START DATA SHOWN
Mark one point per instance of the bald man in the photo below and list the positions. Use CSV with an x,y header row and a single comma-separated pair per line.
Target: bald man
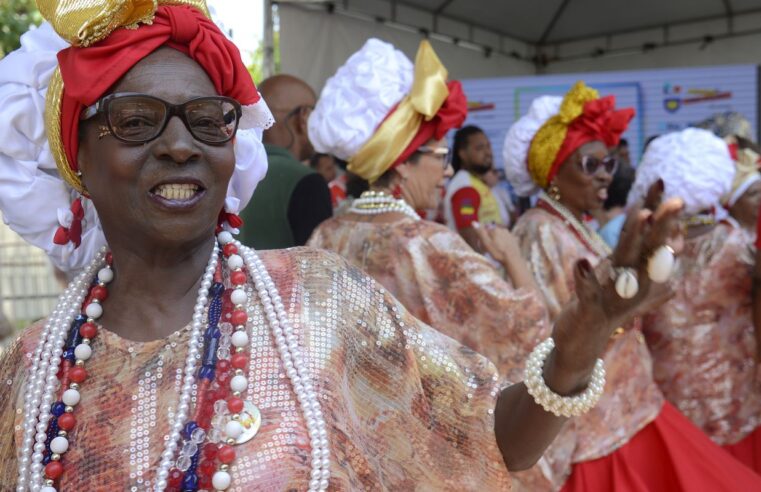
x,y
293,199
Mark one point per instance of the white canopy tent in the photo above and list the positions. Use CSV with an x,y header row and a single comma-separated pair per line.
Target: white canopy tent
x,y
486,38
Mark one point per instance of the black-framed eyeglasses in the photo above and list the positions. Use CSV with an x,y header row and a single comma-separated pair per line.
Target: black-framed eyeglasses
x,y
441,153
591,164
140,118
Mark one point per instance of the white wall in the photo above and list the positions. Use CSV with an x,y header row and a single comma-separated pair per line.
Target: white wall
x,y
745,49
313,44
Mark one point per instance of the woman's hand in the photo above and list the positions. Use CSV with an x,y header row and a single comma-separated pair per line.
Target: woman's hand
x,y
583,329
757,292
585,325
503,246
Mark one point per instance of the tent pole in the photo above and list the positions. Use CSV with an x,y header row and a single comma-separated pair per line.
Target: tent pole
x,y
269,41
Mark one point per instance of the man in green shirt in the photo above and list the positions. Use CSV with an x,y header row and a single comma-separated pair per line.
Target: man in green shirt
x,y
293,199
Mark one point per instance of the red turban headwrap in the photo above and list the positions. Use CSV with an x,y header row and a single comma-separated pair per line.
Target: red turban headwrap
x,y
89,72
600,121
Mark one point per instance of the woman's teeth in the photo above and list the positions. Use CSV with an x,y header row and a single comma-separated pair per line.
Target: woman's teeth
x,y
177,191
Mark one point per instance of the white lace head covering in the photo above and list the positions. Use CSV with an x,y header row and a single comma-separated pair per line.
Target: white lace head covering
x,y
34,199
694,165
358,97
518,141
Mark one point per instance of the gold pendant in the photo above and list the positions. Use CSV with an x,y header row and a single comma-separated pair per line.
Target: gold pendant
x,y
251,420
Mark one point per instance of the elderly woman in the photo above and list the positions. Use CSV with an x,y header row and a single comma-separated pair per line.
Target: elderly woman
x,y
631,440
182,360
426,266
703,342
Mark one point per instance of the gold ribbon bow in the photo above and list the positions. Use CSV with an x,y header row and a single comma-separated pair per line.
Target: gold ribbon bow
x,y
547,142
84,22
428,93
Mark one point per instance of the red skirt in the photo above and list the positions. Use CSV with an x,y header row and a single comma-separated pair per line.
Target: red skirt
x,y
669,455
748,451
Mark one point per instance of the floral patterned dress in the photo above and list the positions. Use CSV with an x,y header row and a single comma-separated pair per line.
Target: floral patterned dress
x,y
703,341
631,399
632,440
406,407
443,282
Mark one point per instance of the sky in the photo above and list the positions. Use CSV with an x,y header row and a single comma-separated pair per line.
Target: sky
x,y
246,20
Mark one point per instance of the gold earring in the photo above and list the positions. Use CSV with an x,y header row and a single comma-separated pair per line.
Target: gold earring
x,y
554,192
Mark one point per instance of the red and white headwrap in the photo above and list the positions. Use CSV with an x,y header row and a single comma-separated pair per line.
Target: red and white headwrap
x,y
379,108
39,185
694,164
538,143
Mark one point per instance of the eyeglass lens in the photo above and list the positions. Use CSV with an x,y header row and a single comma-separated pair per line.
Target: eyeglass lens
x,y
140,118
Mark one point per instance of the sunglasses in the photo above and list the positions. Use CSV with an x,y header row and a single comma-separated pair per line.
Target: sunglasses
x,y
590,164
441,153
140,118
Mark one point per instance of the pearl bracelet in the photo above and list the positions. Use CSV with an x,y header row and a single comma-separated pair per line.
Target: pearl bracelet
x,y
561,406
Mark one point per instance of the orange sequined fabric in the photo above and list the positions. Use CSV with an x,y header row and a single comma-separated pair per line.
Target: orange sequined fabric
x,y
443,282
406,407
631,399
702,341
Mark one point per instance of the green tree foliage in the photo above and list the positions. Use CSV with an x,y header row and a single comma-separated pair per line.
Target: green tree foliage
x,y
15,18
256,67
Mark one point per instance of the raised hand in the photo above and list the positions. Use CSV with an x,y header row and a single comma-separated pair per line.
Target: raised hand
x,y
584,327
503,246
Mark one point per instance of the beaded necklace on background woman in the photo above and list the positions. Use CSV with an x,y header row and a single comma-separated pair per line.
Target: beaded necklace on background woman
x,y
631,440
177,360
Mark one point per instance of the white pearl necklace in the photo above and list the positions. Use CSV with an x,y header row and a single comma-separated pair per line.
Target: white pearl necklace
x,y
592,238
560,406
297,371
378,202
40,390
47,358
194,351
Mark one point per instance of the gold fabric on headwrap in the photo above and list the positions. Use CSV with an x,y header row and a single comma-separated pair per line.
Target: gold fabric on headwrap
x,y
429,92
550,137
84,22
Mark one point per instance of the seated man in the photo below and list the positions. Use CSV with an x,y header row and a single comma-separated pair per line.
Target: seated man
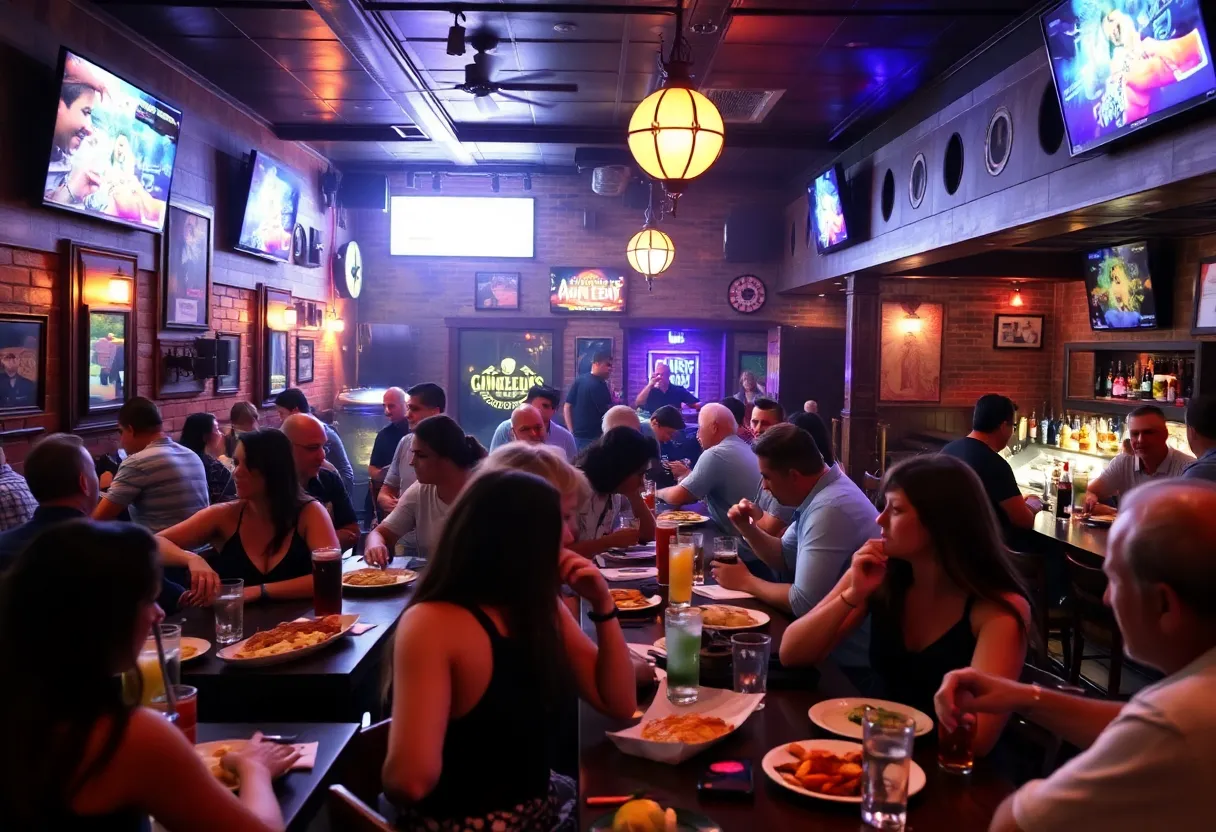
x,y
1147,763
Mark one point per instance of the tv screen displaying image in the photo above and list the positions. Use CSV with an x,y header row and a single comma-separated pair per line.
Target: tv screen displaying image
x,y
1119,287
1122,65
270,209
462,226
113,147
827,212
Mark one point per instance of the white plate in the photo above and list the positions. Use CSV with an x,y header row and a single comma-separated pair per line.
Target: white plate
x,y
833,715
777,755
200,645
229,653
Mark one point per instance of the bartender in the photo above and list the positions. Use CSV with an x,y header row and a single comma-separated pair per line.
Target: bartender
x,y
660,392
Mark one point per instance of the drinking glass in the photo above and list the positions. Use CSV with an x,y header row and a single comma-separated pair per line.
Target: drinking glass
x,y
230,612
682,629
327,582
885,764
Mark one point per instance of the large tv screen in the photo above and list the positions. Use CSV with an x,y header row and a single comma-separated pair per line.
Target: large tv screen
x,y
1120,288
113,147
827,212
1122,65
461,226
271,206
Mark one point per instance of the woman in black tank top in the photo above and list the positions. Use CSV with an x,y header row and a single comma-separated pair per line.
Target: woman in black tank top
x,y
939,588
483,657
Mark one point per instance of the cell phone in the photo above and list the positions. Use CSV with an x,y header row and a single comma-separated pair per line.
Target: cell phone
x,y
730,779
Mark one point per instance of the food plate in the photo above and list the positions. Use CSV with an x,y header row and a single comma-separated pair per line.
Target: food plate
x,y
230,652
192,648
780,754
833,715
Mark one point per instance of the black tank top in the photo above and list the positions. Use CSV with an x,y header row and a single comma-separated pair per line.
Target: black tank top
x,y
234,562
913,678
506,718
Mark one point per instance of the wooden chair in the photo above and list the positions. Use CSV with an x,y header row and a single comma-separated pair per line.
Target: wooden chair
x,y
1090,614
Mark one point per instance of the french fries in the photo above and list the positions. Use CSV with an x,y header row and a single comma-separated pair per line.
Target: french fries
x,y
822,771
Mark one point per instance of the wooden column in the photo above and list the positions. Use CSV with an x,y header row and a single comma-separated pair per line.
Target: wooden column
x,y
859,420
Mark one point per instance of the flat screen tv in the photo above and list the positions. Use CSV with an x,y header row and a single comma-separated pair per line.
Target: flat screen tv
x,y
271,206
462,226
113,147
1122,65
826,204
1119,287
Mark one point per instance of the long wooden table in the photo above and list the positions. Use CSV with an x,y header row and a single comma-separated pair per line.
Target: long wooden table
x,y
947,802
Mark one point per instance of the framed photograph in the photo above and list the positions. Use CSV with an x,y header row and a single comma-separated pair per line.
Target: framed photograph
x,y
23,364
1018,331
229,376
304,352
186,273
910,352
496,291
1204,321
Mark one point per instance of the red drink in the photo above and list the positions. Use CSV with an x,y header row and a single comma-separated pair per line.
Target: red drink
x,y
327,582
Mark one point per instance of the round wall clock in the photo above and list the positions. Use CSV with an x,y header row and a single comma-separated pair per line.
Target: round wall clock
x,y
747,293
350,268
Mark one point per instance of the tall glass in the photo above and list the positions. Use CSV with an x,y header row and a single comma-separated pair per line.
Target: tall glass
x,y
684,625
327,582
230,612
887,765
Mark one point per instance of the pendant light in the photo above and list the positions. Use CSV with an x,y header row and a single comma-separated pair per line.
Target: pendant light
x,y
676,133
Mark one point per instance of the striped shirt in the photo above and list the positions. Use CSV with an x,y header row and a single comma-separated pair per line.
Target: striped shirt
x,y
163,484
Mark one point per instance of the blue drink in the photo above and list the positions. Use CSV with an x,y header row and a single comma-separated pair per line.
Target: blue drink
x,y
684,627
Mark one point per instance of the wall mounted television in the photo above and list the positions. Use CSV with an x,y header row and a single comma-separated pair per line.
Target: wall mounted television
x,y
826,204
271,206
462,226
1122,65
113,147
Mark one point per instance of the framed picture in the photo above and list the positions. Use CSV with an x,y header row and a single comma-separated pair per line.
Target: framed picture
x,y
585,349
186,273
910,352
1018,332
1204,321
304,348
228,378
22,364
496,291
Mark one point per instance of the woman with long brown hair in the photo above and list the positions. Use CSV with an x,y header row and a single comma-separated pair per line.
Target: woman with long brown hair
x,y
938,586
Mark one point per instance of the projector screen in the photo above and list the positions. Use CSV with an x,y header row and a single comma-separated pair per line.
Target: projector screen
x,y
461,226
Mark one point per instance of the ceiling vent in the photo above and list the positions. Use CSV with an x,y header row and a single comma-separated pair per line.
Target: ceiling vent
x,y
743,106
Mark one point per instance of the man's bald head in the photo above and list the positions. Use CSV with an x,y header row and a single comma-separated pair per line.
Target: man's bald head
x,y
528,425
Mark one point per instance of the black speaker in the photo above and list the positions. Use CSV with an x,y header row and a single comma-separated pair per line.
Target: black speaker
x,y
364,190
753,235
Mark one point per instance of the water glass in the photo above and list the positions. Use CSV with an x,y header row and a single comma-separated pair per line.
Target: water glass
x,y
230,612
682,630
887,765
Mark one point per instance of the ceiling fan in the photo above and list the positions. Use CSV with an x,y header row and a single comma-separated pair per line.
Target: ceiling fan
x,y
479,78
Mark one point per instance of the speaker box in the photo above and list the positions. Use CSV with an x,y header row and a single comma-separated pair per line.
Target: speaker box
x,y
752,235
364,190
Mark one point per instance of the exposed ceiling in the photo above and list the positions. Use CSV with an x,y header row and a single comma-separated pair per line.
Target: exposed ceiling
x,y
339,73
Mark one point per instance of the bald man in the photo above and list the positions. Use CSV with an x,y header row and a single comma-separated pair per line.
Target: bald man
x,y
726,472
1148,763
308,448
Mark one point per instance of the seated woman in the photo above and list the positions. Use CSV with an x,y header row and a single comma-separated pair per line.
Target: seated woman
x,y
268,534
939,588
76,755
444,457
614,465
485,653
201,433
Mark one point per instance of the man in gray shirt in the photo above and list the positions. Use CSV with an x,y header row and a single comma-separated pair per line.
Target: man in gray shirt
x,y
161,482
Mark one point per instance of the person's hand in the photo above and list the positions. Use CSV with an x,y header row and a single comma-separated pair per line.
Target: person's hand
x,y
969,691
260,755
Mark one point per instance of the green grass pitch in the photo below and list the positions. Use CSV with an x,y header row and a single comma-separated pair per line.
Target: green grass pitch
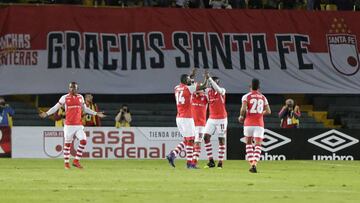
END DATA SHOWN
The response must hold only the lines above from the line with "Mark one point per instance of the white canopy" through the line with "Mark one point per instance of the white wall", each copied exactly, both ends kept.

### SOLUTION TO THIS TASK
Mark one point per instance of the white canopy tent in the photo above and list the positions. Use CSV with an x,y header row and a single comma-separated pair per line.
Target: white canopy tent
x,y
486,38
Mark one point per instance of the black-framed eyeglasses in the photo above and list the positions. Use CSV with an x,y header row and a single comma-separated pair per line.
Target: black-framed eyeglasses
x,y
441,153
591,164
140,118
Mark one point per instance of the white wall in the photo above and list the positions. Use CSV with an x,y header row and a single comma-separated pair per line.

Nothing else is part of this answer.